[Given request]: Reproduce verbatim the entries below, starting at the line that contains "of the cyclist" and ending at the final line of the entries.

● ● ●

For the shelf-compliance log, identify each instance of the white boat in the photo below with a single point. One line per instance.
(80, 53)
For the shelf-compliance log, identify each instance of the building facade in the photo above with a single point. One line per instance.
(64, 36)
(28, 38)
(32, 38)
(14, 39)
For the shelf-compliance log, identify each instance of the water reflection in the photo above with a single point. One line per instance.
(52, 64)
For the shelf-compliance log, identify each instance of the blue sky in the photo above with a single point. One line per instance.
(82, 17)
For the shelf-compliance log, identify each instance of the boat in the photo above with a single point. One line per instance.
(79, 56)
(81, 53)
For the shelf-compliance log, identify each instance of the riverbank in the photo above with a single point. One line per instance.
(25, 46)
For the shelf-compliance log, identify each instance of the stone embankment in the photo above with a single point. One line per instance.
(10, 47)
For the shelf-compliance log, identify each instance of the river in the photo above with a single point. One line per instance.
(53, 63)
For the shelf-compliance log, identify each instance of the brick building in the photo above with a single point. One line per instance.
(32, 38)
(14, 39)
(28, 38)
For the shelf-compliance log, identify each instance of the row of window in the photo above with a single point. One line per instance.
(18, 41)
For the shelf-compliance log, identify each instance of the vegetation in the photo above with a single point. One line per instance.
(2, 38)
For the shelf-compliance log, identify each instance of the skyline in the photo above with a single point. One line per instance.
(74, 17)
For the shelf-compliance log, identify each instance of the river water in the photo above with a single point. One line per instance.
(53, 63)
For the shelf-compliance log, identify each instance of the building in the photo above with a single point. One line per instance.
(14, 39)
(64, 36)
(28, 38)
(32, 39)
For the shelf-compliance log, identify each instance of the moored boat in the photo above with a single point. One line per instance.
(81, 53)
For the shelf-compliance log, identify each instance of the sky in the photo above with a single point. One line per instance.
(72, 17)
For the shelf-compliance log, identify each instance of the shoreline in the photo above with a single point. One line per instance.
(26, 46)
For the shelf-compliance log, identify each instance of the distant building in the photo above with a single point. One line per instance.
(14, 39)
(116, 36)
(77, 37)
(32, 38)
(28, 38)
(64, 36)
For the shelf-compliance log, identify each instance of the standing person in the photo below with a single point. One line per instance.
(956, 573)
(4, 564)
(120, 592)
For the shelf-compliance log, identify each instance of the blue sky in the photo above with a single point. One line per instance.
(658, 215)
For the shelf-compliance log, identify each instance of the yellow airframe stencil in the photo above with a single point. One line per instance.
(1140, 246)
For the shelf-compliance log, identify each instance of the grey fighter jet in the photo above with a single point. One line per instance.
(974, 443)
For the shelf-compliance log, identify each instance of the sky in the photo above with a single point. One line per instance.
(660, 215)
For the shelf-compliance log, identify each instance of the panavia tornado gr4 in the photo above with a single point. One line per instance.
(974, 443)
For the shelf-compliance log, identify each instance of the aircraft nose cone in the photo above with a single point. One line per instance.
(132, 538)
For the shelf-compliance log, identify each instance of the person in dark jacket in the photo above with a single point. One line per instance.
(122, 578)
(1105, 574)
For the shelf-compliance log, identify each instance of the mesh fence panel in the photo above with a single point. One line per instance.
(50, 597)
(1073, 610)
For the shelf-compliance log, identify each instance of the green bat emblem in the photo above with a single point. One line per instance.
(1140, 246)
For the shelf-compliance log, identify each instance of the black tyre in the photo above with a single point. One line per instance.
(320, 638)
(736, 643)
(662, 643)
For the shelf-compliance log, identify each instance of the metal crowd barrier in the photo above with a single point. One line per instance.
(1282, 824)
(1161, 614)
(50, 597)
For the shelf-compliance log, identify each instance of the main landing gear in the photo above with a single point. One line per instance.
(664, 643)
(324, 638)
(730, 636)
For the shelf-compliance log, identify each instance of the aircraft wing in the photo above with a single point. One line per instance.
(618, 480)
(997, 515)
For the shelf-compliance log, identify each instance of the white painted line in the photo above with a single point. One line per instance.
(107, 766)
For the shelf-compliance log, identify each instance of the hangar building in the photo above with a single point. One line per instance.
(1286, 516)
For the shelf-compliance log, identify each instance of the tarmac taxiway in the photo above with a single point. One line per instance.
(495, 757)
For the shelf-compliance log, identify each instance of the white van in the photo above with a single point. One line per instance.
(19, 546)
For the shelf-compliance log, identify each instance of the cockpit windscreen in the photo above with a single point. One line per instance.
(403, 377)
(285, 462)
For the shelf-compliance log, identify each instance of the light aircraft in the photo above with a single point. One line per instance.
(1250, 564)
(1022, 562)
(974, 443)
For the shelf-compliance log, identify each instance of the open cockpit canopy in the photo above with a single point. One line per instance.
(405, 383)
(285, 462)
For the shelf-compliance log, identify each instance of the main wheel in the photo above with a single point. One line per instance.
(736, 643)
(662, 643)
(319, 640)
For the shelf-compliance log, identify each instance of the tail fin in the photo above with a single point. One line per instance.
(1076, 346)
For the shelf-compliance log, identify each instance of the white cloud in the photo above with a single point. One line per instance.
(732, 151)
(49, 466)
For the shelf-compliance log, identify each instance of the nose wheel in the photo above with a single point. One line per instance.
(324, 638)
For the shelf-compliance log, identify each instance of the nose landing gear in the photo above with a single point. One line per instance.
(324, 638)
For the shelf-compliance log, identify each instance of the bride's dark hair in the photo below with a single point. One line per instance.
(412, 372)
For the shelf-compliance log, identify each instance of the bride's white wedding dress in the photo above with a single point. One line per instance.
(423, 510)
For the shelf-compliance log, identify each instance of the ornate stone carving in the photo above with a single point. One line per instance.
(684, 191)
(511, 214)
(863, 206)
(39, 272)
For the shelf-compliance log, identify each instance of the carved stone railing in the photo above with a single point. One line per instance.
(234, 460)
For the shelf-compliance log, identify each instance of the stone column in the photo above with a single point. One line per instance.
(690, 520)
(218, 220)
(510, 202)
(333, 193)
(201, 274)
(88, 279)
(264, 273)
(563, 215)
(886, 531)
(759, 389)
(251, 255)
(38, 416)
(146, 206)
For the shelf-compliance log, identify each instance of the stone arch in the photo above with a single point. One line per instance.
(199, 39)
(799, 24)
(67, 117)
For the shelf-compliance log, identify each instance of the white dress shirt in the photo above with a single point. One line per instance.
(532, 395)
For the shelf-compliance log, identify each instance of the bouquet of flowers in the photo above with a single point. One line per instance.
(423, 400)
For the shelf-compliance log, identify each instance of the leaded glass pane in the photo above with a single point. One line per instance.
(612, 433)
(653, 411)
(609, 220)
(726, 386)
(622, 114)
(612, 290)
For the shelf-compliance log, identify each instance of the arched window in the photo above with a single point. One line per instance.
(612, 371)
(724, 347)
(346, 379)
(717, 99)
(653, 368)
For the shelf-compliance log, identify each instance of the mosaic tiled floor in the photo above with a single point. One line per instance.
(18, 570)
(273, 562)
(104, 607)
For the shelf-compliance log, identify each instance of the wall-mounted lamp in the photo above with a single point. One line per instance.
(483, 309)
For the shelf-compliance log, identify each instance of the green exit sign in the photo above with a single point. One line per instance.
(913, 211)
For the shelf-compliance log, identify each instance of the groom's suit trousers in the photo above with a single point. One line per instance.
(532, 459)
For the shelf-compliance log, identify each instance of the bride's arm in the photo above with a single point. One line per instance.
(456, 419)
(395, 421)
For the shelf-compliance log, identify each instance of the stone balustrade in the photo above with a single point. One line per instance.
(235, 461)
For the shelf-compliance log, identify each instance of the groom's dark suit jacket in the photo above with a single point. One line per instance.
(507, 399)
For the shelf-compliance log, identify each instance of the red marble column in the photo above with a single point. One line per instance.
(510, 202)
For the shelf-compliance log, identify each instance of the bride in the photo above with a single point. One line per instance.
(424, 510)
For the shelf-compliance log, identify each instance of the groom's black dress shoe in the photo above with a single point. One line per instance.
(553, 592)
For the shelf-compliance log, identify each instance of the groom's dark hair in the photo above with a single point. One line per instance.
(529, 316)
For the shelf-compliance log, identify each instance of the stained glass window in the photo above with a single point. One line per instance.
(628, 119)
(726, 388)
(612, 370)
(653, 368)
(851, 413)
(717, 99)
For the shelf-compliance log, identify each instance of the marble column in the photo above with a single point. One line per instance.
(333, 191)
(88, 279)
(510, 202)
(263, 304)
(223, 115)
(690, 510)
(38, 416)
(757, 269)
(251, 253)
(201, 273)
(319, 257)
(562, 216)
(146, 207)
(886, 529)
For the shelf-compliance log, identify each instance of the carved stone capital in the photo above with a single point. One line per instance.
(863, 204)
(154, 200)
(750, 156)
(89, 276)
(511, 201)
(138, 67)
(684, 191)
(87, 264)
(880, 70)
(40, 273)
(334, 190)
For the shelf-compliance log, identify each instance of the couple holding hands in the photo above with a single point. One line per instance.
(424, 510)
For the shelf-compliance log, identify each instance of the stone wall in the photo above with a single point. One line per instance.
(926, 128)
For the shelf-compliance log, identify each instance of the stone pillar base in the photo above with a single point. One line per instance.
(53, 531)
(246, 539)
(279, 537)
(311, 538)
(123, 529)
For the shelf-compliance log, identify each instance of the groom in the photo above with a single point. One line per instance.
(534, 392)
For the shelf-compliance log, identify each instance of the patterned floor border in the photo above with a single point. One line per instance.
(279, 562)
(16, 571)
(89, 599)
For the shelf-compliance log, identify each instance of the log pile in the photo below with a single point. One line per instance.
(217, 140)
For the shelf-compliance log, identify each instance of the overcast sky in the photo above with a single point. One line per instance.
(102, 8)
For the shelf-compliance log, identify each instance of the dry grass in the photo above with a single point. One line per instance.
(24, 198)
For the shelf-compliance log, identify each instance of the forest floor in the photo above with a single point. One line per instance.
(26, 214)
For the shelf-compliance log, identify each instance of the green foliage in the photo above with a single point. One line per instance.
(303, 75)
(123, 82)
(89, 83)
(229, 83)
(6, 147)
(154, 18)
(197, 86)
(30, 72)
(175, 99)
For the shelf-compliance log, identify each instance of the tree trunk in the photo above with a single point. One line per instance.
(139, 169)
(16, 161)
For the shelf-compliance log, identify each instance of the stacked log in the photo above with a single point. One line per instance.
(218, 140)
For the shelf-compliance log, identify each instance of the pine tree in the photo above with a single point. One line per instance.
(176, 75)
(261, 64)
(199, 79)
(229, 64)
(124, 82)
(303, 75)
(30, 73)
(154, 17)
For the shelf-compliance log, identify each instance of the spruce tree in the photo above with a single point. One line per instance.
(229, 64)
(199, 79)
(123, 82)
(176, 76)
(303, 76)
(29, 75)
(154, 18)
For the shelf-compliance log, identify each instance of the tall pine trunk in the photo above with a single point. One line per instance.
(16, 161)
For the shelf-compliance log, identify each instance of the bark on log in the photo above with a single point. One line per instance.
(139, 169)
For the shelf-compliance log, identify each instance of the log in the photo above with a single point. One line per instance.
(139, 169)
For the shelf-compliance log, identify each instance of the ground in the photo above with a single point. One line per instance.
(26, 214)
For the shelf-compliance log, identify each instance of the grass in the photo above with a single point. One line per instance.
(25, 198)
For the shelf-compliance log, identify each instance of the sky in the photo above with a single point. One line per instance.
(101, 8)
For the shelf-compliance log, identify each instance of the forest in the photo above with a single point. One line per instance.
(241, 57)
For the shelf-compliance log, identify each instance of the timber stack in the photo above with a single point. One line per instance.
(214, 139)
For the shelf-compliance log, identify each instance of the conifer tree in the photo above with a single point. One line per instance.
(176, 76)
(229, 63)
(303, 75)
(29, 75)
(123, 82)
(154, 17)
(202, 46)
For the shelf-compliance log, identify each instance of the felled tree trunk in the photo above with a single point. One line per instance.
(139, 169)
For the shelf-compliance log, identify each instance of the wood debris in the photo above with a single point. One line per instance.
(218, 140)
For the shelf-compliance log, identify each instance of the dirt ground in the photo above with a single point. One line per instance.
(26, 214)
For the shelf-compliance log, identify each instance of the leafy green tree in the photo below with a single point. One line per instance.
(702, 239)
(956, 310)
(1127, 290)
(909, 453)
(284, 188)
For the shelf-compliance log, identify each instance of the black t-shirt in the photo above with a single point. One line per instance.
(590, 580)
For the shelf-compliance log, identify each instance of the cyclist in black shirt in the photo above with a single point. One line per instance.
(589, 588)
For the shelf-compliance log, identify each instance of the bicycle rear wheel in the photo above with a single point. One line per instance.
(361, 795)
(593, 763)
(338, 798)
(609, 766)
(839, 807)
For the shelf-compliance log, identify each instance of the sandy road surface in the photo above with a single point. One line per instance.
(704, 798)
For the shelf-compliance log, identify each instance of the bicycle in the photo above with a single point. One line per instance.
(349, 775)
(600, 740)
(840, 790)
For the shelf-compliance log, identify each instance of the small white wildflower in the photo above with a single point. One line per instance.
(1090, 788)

● ● ●

[Correct response]:
For the shelf-compliance log, identify each instance of the cyclist in black shirt in the photo above with a single point. One line per instance.
(589, 588)
For the shelf-compliance log, identify each instance of the bicycle rear wheel in the photo above with a single point. One line per instance.
(361, 795)
(593, 763)
(338, 798)
(609, 766)
(839, 807)
For the shelf-compliance log, identify each instance of the sandy road surface in the photo above with a single point. One line per instance.
(704, 798)
For the shelf-compliance log, identify each instance of the bicycle in the photo above with a single point. One line per instance.
(349, 775)
(600, 740)
(840, 790)
For the shelf-compliance log, identify each instance of the small white wildflower in the photo above with a single point. One line per instance.
(1090, 788)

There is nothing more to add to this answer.